Stated exercise 1>
Answer these questions from the Dangote refinery text:
(a) What share of the refinery does the NNPC currently own?
(b) To what volume did petrol imports drop in the first quarter of 2026?
(c) How many barrels per day does the refinery process at most?
Stated exercise 2> Extend the Dangote refinery text, picking up right after its final sentence.

Selection>
/---

Dangote disclosed that the NNPC currently owns only 7.25 per cent of the $20bn Lekki-based refinery after failing to complete payment for the originally planned 20 per cent stake agreement. According to him, the company chose not to sell additional shares to the state oil firm because it intends to broaden ownership opportunities for investors and the Nigerian public. He also warned that inconsistent government policies remain one of the biggest risks facing businesses in Nigeria.

The development comes as the refinery continues to reshape Nigeria’s fuel market. Industry data showed that local refineries supplied about 3.18 billion litres of petrol in the first quarter of 2026, while imports dropped sharply to 965.52 million litres. With an estimated average ex-depot price of ₦1,000 per litre, the Dangote refinery alone supplied over ₦3.2 trillion worth of petrol within the period, significantly reducing Nigeria’s dependence on imported fuel.

Dangote also revealed that the refinery is currently operating above its installed 650,000 barrels-per-day capacity, processing as much as 661,000 barrels daily. He added that rising global energy prices caused by tensions between the United States and Iran have boosted demand for the refinery’s products, including aviation fuel, fertiliser and polypropylene. According to him, fertiliser prices surged from $400 to $850 per tonne, while demand for jet fuel has remained extremely high in international markets.

\---

Raw records>
/---

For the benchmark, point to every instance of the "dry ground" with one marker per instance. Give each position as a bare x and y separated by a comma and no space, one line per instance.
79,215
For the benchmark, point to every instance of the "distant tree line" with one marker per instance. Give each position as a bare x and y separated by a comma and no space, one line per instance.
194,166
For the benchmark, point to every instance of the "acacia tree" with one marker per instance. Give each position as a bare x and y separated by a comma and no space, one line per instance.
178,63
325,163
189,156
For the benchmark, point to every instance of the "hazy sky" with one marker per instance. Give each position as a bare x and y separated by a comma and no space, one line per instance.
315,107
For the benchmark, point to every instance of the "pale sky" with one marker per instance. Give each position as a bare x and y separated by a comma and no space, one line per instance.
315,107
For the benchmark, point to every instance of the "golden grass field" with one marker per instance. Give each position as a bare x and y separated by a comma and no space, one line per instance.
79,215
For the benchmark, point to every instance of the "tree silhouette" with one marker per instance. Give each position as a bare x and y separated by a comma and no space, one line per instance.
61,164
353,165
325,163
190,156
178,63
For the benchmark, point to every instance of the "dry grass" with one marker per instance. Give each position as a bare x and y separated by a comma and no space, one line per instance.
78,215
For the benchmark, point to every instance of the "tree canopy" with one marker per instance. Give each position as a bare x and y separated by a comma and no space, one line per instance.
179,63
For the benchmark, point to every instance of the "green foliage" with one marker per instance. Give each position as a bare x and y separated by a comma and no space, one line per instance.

\---
/---

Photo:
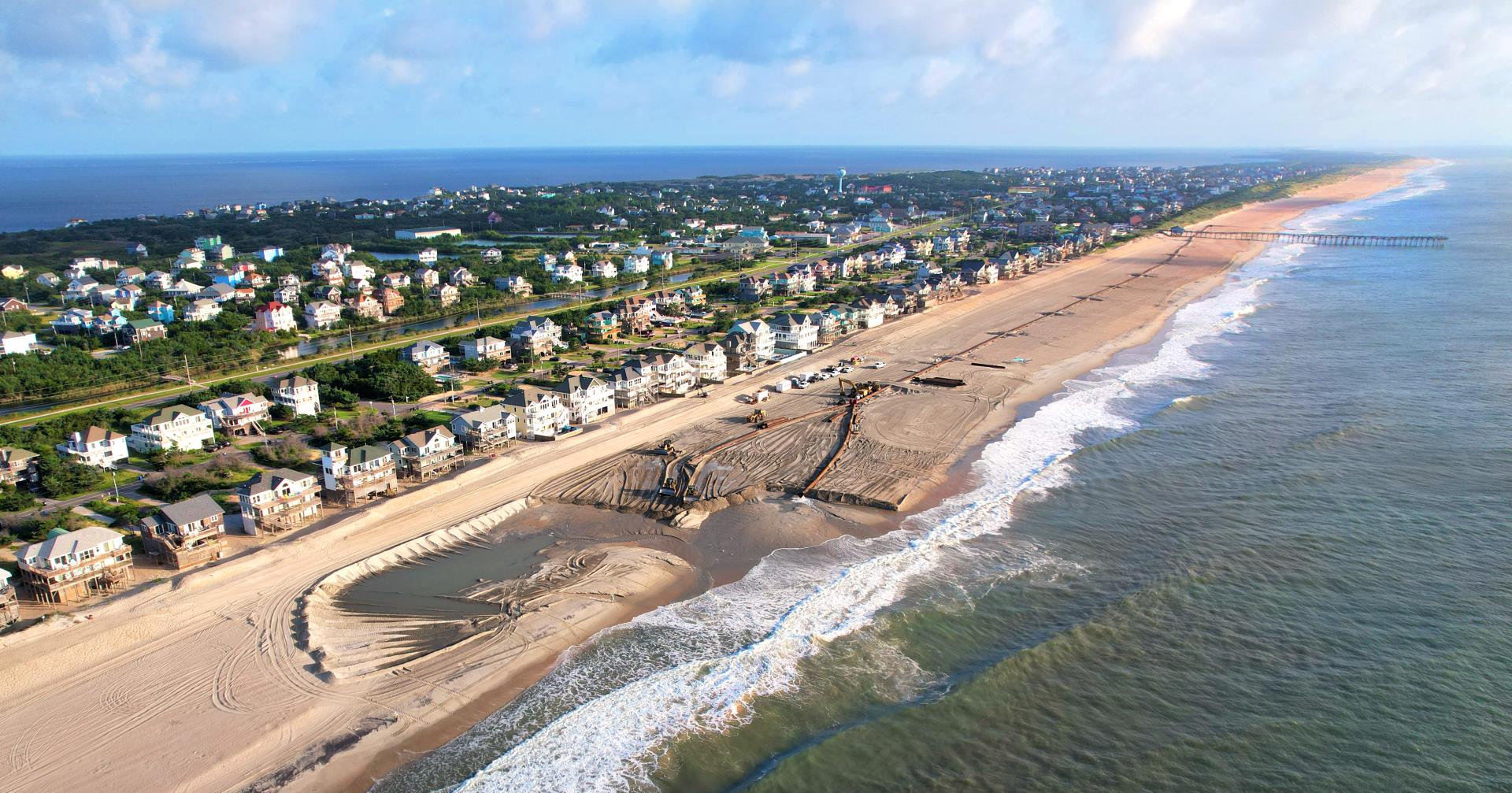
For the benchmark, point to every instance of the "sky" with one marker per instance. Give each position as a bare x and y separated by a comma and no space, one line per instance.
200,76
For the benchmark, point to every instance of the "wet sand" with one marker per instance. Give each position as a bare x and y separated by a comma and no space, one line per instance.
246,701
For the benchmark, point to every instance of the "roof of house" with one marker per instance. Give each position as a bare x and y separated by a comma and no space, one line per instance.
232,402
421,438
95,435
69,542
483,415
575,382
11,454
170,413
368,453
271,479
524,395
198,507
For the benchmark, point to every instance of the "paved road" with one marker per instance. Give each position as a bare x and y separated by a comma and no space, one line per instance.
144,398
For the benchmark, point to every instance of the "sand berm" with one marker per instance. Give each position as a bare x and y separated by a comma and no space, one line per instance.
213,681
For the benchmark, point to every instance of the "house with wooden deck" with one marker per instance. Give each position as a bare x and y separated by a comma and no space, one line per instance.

\---

Written response 1>
(a) 7.25 per cent
(b) 965.52 million liters
(c) As much as 661,000 barrels daily

Written response 2>
The billionaire businessman further stated that the refinery sources crude oil from Nigeria, Angola, Libya and the United States, adding that plans are already underway to expand operations to 1.4 million barrels per day within the next 30 months. Dangote said the group is targeting $100bn in revenue by 2030 and plans to attract more investors into its businesses. He also accused powerful interests benefiting from fuel importation and subsidy payments of trying to frustrate the refinery’s success, insisting that the project has already transformed Nigeria’s downstream oil sector.